▶ **STATED PROBLEM**
Repeat the items from the line containing "Spot the large" through the last of the items, swapping "boulder" for "rock" and leaving everything else unchanged. Return only those lines.

------ EXTRACTED INFORMATION

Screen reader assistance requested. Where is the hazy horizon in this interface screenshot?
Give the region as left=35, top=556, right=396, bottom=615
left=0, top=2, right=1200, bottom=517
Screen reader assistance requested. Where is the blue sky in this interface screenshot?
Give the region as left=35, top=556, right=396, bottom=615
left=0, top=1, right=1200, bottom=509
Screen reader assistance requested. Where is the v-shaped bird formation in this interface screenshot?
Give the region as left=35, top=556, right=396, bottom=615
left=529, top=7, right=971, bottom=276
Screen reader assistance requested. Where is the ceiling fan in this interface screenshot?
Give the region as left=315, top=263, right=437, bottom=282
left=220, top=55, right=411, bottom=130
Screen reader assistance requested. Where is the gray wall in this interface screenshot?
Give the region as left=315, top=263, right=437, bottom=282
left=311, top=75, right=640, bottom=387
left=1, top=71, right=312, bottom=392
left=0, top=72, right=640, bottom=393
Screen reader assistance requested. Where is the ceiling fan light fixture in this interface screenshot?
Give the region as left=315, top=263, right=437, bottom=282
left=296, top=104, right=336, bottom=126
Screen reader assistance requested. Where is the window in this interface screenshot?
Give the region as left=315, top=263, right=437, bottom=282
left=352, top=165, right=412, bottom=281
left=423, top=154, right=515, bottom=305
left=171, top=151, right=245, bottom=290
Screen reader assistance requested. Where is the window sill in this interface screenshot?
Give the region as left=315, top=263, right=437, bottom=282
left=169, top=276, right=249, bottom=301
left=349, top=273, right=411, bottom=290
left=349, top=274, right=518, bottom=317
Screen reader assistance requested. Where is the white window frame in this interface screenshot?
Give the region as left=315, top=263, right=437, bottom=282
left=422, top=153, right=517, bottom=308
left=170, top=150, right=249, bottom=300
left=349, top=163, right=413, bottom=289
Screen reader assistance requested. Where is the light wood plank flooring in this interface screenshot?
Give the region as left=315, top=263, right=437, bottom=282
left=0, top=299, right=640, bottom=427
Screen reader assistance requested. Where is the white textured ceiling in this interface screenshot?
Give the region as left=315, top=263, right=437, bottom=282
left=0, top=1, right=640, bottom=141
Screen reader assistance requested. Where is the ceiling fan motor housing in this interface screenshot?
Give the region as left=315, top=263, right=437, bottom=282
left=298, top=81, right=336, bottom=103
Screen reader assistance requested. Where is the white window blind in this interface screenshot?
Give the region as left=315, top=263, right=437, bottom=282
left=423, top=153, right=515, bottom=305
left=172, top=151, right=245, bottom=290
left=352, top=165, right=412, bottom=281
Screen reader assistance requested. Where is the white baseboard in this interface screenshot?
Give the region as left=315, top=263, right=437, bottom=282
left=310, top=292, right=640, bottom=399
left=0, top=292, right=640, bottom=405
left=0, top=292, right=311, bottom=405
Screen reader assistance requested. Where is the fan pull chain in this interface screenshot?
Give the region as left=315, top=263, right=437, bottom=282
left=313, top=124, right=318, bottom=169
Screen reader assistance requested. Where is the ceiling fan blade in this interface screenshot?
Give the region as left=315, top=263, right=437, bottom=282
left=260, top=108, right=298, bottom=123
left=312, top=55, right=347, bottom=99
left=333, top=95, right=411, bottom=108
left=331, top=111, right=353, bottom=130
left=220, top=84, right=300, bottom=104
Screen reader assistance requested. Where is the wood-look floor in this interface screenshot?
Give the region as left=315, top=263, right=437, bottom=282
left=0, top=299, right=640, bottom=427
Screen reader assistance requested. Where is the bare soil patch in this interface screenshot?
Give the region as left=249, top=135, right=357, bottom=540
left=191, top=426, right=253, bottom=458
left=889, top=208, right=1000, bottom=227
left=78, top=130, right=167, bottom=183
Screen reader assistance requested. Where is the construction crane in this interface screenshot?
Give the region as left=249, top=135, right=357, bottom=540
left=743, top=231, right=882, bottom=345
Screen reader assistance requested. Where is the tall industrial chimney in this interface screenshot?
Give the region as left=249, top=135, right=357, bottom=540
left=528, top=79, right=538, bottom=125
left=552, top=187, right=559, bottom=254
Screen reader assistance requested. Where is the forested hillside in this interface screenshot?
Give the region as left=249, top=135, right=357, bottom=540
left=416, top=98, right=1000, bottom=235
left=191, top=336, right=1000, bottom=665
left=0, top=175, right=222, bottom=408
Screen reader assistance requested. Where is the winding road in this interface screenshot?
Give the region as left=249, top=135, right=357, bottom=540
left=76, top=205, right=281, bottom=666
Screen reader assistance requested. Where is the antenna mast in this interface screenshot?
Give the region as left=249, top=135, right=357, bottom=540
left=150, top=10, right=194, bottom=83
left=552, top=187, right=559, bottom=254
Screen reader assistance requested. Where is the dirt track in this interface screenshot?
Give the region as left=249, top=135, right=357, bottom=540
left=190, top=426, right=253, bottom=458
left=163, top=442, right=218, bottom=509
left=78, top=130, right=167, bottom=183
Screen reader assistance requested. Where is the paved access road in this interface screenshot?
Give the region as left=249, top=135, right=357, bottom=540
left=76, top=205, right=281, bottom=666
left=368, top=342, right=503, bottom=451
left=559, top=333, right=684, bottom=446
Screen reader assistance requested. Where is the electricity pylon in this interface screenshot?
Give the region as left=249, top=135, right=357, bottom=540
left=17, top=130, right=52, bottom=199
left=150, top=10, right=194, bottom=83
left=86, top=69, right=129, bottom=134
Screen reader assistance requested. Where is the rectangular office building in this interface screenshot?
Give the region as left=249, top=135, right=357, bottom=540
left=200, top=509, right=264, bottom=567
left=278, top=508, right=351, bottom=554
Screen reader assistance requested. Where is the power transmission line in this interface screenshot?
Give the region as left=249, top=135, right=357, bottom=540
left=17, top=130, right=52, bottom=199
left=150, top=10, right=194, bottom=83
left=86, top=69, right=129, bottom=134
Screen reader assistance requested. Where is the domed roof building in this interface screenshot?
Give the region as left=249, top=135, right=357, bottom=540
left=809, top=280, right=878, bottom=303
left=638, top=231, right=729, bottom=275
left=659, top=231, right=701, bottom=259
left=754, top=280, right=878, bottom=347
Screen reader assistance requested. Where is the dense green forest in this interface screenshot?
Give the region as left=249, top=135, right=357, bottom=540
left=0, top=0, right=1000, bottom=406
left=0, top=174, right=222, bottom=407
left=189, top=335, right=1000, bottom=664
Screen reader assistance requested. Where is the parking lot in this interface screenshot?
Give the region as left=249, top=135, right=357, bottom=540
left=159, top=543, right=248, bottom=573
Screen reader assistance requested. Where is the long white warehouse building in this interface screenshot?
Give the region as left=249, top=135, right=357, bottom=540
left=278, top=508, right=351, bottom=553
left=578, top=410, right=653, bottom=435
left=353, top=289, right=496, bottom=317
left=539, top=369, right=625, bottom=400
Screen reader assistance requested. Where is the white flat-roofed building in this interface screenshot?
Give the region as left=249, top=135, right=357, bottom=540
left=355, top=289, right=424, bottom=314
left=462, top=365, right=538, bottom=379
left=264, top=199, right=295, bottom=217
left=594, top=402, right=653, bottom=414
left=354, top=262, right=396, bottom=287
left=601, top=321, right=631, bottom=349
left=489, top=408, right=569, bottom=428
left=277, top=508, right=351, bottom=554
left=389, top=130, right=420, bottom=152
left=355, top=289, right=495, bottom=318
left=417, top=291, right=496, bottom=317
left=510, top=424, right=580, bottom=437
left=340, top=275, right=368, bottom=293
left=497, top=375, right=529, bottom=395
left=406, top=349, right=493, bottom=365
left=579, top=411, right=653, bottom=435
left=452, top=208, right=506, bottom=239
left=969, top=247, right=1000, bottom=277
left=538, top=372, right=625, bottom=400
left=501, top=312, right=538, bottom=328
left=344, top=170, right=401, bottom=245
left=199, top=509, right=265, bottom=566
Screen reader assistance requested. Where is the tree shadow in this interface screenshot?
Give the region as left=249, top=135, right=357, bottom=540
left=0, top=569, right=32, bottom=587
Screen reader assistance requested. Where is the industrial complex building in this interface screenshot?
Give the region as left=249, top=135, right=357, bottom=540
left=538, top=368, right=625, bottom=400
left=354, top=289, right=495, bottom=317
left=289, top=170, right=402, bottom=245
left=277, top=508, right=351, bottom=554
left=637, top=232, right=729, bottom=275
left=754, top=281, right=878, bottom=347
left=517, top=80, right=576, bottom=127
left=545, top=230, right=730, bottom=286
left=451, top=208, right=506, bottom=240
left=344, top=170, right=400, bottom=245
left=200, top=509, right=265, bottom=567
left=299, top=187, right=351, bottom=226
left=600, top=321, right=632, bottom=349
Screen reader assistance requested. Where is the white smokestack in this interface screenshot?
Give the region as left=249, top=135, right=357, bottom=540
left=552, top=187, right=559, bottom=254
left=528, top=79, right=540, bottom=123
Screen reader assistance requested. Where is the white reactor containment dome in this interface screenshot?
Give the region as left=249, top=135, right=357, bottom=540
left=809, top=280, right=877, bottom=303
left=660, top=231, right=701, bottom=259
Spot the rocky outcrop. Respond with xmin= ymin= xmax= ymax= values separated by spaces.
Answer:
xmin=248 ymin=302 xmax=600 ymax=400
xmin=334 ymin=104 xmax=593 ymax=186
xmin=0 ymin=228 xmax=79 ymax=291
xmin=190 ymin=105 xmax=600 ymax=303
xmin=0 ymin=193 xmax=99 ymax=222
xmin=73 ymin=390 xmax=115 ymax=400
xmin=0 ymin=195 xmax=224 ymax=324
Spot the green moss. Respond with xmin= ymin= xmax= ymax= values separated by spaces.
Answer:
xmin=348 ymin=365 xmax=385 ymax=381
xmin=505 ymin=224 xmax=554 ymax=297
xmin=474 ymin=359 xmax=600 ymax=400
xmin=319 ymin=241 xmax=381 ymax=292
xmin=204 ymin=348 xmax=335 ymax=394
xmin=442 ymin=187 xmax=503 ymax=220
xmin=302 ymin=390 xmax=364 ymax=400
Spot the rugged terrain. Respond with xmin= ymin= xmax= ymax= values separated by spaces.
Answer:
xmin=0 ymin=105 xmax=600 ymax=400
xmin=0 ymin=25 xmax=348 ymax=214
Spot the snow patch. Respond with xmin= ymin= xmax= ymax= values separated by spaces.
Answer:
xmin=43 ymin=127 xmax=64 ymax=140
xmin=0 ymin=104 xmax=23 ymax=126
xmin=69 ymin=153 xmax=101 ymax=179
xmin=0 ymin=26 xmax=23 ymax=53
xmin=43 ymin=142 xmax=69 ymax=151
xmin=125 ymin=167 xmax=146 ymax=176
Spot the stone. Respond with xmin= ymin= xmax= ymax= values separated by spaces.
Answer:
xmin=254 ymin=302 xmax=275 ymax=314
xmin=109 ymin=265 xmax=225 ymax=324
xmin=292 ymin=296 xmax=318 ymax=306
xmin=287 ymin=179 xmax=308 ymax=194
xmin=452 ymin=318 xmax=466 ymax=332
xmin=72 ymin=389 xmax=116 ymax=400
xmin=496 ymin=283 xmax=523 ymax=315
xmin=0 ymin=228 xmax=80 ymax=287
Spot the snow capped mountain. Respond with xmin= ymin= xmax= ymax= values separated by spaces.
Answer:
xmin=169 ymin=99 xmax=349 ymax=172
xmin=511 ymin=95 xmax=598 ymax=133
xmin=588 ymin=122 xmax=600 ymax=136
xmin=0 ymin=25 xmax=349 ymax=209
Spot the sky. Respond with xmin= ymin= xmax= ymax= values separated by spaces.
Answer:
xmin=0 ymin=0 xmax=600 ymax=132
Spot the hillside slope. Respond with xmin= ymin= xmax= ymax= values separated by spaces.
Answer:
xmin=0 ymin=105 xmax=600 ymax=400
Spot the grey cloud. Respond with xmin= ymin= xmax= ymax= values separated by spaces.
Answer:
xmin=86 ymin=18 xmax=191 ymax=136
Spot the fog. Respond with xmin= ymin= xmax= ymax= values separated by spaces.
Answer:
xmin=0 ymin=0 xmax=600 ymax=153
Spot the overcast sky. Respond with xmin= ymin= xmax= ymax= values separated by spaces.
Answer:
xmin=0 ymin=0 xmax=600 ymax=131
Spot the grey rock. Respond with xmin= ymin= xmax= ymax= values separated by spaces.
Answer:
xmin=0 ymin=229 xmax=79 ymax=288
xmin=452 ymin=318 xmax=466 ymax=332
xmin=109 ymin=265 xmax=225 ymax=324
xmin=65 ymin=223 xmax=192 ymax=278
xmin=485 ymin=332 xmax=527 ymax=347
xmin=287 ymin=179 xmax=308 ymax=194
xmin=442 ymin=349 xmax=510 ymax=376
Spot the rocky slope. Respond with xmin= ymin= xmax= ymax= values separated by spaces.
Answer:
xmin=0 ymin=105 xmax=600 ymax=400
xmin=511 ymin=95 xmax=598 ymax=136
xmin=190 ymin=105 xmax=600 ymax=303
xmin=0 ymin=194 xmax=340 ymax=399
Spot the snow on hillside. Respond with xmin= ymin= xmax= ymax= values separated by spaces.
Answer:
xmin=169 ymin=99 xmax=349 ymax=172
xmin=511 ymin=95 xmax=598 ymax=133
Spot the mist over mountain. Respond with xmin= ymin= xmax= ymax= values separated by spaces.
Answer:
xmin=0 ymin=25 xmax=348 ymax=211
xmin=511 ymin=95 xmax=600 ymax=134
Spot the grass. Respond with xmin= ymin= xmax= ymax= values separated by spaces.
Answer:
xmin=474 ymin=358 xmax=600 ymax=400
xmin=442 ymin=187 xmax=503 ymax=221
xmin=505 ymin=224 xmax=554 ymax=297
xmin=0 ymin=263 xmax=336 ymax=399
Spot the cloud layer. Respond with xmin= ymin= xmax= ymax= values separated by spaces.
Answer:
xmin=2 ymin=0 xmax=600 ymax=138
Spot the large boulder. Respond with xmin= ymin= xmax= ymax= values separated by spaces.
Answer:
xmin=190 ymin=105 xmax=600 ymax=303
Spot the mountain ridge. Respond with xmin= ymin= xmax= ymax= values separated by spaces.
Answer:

------------

▶ **SOLUTION FOR THIS TASK**
Spot the large rock. Respond with xmin= ymin= xmax= ymax= values separated by spaces.
Answer:
xmin=190 ymin=105 xmax=600 ymax=303
Spot the mountain ridge. Respond with xmin= ymin= xmax= ymax= values separated by spaces.
Answer:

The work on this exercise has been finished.